AUFGABENSTELLUNG:
[1] Schreiben Sie aus dem Textauszug den Abschnitt ab, der bei den Worten „Rede von: Unbekanntinfo_outline“ anfängt und nach den Worten „eingetragene Parteizugehörigkeit: (DP)“ aufhört.
[2] Übertragen Sie folgenden Satz aus dem Textauszug ins Englische: „Die gestrige Einbringung des Freiwilligengesetzes und die damit verbundene Erklärung der Bundesregierung bedeuten nach der Ratifizierung der Pariser Verträge den ersten Schritt, der deutscherseits wehrpolitisch bezüglich der Auswirkung der Verträge zu erfolgen hat.“

TEXTAUSZUG:
○ ○ ○ ○

Rede von: Unbekanntinfo_outline
Das Wort hat der Abgeordnete Matthes.

  • insert_commentNächste Rede als Kontext
    Rede von Heinz Matthes


    • Parteizugehörigkeit zum Zeitpunkt der Rede: (DP)
    • Letzte offizielle eingetragene Parteizugehörigkeit: (DP)

    Herr Präsident! Meine Damen und Herren! Die gestrige Einbringung des Freiwilligengesetzes und die damit verbundene Erklärung der Bundesregierung bedeuten nach der Ratifizierung der Pariser Verträge den ersten Schritt, der deutscherseits wehrpolitisch bezüglich der Auswirkung der Verträge zu erfolgen hat. Schon bei der Aussprache über die Erklärung der Bundesregierung über die Ergebnisse der Berliner Außenministerkonferenz im Deutschen Bundestag am 25. Februar 1954 sagte unser Freund Dr. von Merkatz namens der Fraktion der Deutschen Partei, daß es für uns im Hinblick auf die kommenden freiwillig übernommenen Verpflichtungen kein Schwanken gebe, und erklärte dann wörtlich: „Es muß jetzt, wenn Europa und unser Land überleben sollen, die Politik der Europäischen Verteidigungsgemeinschaft zu einem Erfolg gebracht werden."

○ ○ ○ ○

GESAMMELTE DATEN:
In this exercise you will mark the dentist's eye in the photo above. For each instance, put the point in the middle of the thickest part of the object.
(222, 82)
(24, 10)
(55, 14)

○ ○ ○ ○

LÖSUNGEN:
[1]
Rede von: Unbekanntinfo_outline
Das Wort hat der Abgeordnete Matthes.

  • insert_commentNächste Rede als Kontext
    Rede von Heinz Matthes


    • Parteizugehörigkeit zum Zeitpunkt der Rede: (DP)
    • Letzte offizielle eingetragene Parteizugehörigkeit: (DP)

[2] Yesterday's introduction of the Volunteers Act and the accompanying statement by the Federal Government mark, following the ratification of the Paris Treaties, the first step that Germany has to take in defense policy with regard to the effects of the treaties.